(Document extract)
= = =

Item Two. Saturday is the big end of year dance recital. I sent Soph to the blocking rehearsal with the wrong color tights, and no fewer than three of the other mothers clued me in that they were SUPPOSED to be TAN. Tan tights? Like a Hooters waitress? I told the last one I'd paint them. (I bought tan ones yesterday.) If you are a camcorder thief, get your guns, saddle up your posse, and head over to Lexington this Saturday. I bet you could score about 100 camcorders in one shot. Leave me one of the cute little digital ones. That's my "cut," bizneeyotch.

Item Three. She Who Must Blah Blah Blah and I are on the South Beach Diet. Yes, yet another lifetime plan for eating. This time it's different. Really. No, really. The good news is that I've lost my sugar addiction. The bad news is I CAN'T STOP YELLING. I hope I'm not taken hostage by terrorists, because I'm guessing they might not be too careful about the glycemic index of the foods they slip under the door to me. From now on I'm wearing a money belt jammed full of skim milk cheese sticks. 24/7.

Item Four. Big tax override vote coming up here in Lexingtonbergville. The town is completely festooned with signs that say "YES" and "NO". It looks very very silly, as if we're having some sort of intratownal struggle between the primordial forces of positivity and negativity. I considered making a sign for our yard saying GLASS HALF FULL, but I'm too lazy.

Item Five. There is no Item Five.

Item Six. My have mounted a campaign to compel me to take them to Shrek 2 this weekend. Lord Jesus, if it is already in your Divine Plan that I suddenly expire sometime in the next year, let's just go ahead and move that up to tomorrow. Super. Thanks.

See you next week (barring any unscheduled inspiration).

= = =

(Given task A) Rewrite everything in the listing, from the line that contains "According to the metadata, the suv" down to the end of the listing, as a JSON list of strings with one string per line and blank lines left out.

Records from a dataset:
= = =

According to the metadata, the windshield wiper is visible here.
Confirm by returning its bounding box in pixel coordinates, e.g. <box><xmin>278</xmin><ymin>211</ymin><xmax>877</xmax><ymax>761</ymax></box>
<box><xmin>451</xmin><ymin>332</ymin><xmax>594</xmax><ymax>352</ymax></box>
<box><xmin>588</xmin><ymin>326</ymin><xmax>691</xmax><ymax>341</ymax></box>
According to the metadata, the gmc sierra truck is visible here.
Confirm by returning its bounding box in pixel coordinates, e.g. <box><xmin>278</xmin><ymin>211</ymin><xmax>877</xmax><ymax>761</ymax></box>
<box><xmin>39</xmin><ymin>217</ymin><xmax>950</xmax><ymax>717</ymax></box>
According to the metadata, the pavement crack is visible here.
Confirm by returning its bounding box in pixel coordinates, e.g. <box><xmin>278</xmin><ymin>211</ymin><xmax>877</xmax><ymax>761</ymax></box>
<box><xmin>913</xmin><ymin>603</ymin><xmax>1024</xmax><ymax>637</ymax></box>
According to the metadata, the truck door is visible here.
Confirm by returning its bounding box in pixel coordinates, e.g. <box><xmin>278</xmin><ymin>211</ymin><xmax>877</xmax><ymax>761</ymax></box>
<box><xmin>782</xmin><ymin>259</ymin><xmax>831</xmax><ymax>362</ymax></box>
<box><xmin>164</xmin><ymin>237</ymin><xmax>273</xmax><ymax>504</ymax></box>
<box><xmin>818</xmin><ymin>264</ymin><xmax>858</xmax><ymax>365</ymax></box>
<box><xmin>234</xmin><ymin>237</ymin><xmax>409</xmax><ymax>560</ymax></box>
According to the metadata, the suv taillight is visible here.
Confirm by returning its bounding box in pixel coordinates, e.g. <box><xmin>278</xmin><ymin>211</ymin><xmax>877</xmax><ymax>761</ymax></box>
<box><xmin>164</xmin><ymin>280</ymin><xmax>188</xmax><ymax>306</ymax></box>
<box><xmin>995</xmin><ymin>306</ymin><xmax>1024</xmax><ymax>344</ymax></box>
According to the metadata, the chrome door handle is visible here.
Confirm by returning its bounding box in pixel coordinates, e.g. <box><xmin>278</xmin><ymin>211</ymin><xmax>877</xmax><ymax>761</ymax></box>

= = =

(Given task B) Echo everything in the column from "Item Five. There" down to "any unscheduled inspiration).", word for word.

(Written response A)
[
  "According to the metadata, the suv taillight is visible here.",
  "Confirm by returning its bounding box in pixel coordinates, e.g. <box><xmin>278</xmin><ymin>211</ymin><xmax>877</xmax><ymax>761</ymax></box>",
  "<box><xmin>164</xmin><ymin>280</ymin><xmax>188</xmax><ymax>306</ymax></box>",
  "<box><xmin>995</xmin><ymin>306</ymin><xmax>1024</xmax><ymax>344</ymax></box>",
  "According to the metadata, the chrome door handle is visible here.",
  "Confirm by returning its bounding box in pixel coordinates, e.g. <box><xmin>278</xmin><ymin>211</ymin><xmax>877</xmax><ymax>761</ymax></box>"
]

(Written response B)
Item Five. There is no Item Five.

Item Six. My have mounted a campaign to compel me to take them to Shrek 2 this weekend. Lord Jesus, if it is already in your Divine Plan that I suddenly expire sometime in the next year, let's just go ahead and move that up to tomorrow. Super. Thanks.

See you next week (barring any unscheduled inspiration).